• DOCUMENT EXCERPT:
Commenting on the prophetic nature of her mom’s words, Beth says, “I think it’s so funny now because, boy, did my mouth open!”


From Defeat to Victory


Like most childhood victims, Beth kept the abuse to herself. Not even her family knew. Nor were they aware of the cycle of defeat she experienced in her teens and early 20s as a result–a habitual pattern of sin, remorse and repentance she now says was even harder to deal with than her victimization.


Beth tried to “push down” her past, she says, because for many years she thought that was the objective of the Christian life–to forget it and cover it with outward manifestations of piety. But when she reached her 30s, she was forced to “deal with [her] stuff,” she says.


“That monster I’d been trying to keep down as long as I could stood up like a nine-foot Goliath, and … all my past came back to me suddenly. I went through a season [in which] I absolutely despaired of life.”


Interestingly, this season began in the late 1980s, right after Beth had written her first Bible study–but before it had been considered for publication. She had no idea that God was about to develop her calling as a writer and minister of the Word, but she believes the enemy did.


“Now I know without a doubt it was the enemy coming for me and that his goal was to destroy me,” she says. “He knows the biggest threat he has is anybody learning to wield the sword of the Spirit.”


Beth believes Satan was aware that her getting into the Word and encouraging others to do the same would bring healing, and he wanted to prevent her from continuing her work. But his attacks, rather than causing her to quit, only made her more determined to pursue God.

• DATASET EXCERPT:
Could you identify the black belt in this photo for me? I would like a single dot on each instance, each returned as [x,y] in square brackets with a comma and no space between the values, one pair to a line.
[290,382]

• TASK GOAL: Write the next part of the Beth profile, picking up after its last sentence. The listing plays no part here.

• RIGHT ANSWER:
By that time Beth had been studying the Scriptures intensely for about five years under the tutelage of Buddy Walters, now pastor of Triangle Community Church in Raleigh, North Carolina, who was teaching a Bible class at Houston’s First Baptist. His passion for the Word so inspired Beth that after the first class, she ran to her car, shut the door, looked up toward heaven and said, “I have no idea what that was, but I want it.”


The Lord responded instantly to her prayer. “It’s like the Lord took a match and struck it across a stone and stuck it in my heart, and a love affair started,” Beth says.


“Up to this day, I cannot get enough. I love God’s Word. I love seeking Him through His Word. I love telling people about His Word.”


This supernatural encounter “was the beginning of health for me,” Beth says. But full deliverance didn’t come until she learned, through her own research, about the significance of the Holy Spirit in a believer’s life, something that was not commonly taught in her church when she was growing up.


It was what made the difference between living a life of cyclical defeat and walking in victory, Beth says. “Besides God’s exposing the victim in my heart and working to heal me, He taught me the role of the Holy Spirit and the power of His Word.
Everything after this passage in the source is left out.